** REQUIREMENTS **
The listing must be reproduced in full, exactly as it stands.

** ENTRIES **
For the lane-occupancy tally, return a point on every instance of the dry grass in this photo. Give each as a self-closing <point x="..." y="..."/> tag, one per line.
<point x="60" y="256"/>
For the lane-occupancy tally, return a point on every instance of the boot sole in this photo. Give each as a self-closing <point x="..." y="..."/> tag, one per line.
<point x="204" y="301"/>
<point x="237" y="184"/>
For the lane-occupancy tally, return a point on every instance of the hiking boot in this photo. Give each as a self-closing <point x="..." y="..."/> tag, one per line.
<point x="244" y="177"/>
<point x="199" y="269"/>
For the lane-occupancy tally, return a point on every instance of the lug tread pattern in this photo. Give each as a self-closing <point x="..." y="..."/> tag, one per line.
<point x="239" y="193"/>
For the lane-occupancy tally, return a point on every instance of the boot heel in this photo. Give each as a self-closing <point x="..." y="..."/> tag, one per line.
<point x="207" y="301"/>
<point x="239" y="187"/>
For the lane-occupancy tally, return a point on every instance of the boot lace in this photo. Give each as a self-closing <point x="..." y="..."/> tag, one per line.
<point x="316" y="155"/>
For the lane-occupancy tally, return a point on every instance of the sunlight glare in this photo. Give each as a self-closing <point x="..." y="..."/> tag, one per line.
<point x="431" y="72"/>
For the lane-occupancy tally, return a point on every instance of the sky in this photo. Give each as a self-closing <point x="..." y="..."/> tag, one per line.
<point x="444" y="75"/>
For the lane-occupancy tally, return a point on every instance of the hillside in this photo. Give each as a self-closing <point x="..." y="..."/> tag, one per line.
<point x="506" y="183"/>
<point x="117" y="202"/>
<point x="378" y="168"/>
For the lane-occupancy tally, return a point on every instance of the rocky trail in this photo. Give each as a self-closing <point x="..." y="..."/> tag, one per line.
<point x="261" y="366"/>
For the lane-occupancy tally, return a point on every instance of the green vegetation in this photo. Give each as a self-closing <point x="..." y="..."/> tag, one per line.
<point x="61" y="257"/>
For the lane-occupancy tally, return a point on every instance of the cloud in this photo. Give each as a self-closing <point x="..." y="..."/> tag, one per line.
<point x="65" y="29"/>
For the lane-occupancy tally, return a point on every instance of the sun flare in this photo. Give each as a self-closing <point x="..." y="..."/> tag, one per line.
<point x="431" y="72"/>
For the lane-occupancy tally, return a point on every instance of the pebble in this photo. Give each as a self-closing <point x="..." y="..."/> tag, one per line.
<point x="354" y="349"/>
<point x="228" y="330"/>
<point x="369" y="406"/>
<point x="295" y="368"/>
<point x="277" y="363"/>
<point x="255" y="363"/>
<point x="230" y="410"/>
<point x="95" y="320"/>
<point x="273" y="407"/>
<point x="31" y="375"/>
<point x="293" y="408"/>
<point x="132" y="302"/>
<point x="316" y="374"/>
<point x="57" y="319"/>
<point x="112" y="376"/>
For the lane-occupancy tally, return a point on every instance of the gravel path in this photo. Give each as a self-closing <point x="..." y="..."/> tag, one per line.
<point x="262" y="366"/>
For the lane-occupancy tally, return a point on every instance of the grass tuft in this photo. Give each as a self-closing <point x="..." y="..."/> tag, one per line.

** ANSWER TO THE EXERCISE **
For the lane-occupancy tally, return a point on every instance of the dry grass in this photo. Give each as a self-closing <point x="..." y="..."/> tag, one per line.
<point x="60" y="256"/>
For the lane-occupancy tally, return a point on every instance of the boot sole in this photo. Give each as a self-closing <point x="..." y="..."/> tag, one per line.
<point x="204" y="301"/>
<point x="237" y="184"/>
For the lane-occupancy tally, return a point on every instance of the hiking boot in this photo. Give each as a self-closing <point x="..." y="..."/> tag, one per line.
<point x="244" y="177"/>
<point x="199" y="269"/>
For the lane-occupancy tally, return a point on every instance of the lug tread pattern in this photo. Give each as a self-closing <point x="..." y="..."/> tag, one per line.
<point x="239" y="193"/>
For the lane-occupancy tally, return a point on every instance of the boot heel in this photo. Give each as a self-closing <point x="..." y="..."/> tag, one per line.
<point x="207" y="301"/>
<point x="239" y="187"/>
For the lane-occupancy tally, return a point on every instance of the boot lace in this photo. Give each as a self-closing <point x="..." y="..."/> tag, one per line.
<point x="316" y="155"/>
For the lane-occupancy tally, return a point on every instance of the sunlight glare in this photo. Give each as a self-closing <point x="..." y="..."/> tag, one per line.
<point x="431" y="72"/>
For the lane-occupancy tally, return a point on every instance of the sky in this photo. Give each as a self-closing <point x="..." y="..."/> tag, one per line.
<point x="444" y="75"/>
For the lane-occupancy tally, return a point on every instance of the hillside in this photo. Give each as a self-closing <point x="..." y="..."/> tag, one per line.
<point x="506" y="183"/>
<point x="117" y="202"/>
<point x="378" y="168"/>
For the lane-occupancy tally, return a point on every instance of the rocky trail in this photo. Give each as a self-closing <point x="..." y="..."/> tag, one per line.
<point x="261" y="366"/>
For the lane-occupancy tally, return a point on every instance of the green vegetation in this photo. Give each as a self-closing <point x="..." y="..."/> tag, one per line.
<point x="61" y="257"/>
For the lane-occupancy tally, return a point on every instance of the cloud in this photo. Give each as a self-closing <point x="..." y="..."/> tag, one per line.
<point x="65" y="29"/>
For the lane-occupancy tally, return a point on every instance of the sun flare in this photo. Give each as a self-closing <point x="..." y="..."/> tag, one per line.
<point x="431" y="72"/>
For the lane-occupancy tally, return a point on every instance of the pebble in this photo. Give each as a self-closing <point x="..." y="..."/> tag, one per line.
<point x="354" y="349"/>
<point x="228" y="330"/>
<point x="369" y="406"/>
<point x="295" y="368"/>
<point x="277" y="363"/>
<point x="255" y="363"/>
<point x="230" y="410"/>
<point x="95" y="320"/>
<point x="273" y="407"/>
<point x="31" y="375"/>
<point x="293" y="408"/>
<point x="132" y="302"/>
<point x="316" y="374"/>
<point x="57" y="319"/>
<point x="112" y="376"/>
For the lane-occupancy tally, return a point on every instance of the gravel path in this photo. Give each as a self-closing <point x="..." y="..."/> tag, one per line.
<point x="262" y="366"/>
For the lane-occupancy tally, return a point on every instance of the grass tuft in this photo. Give each as a self-closing <point x="..." y="..."/> tag, one per line.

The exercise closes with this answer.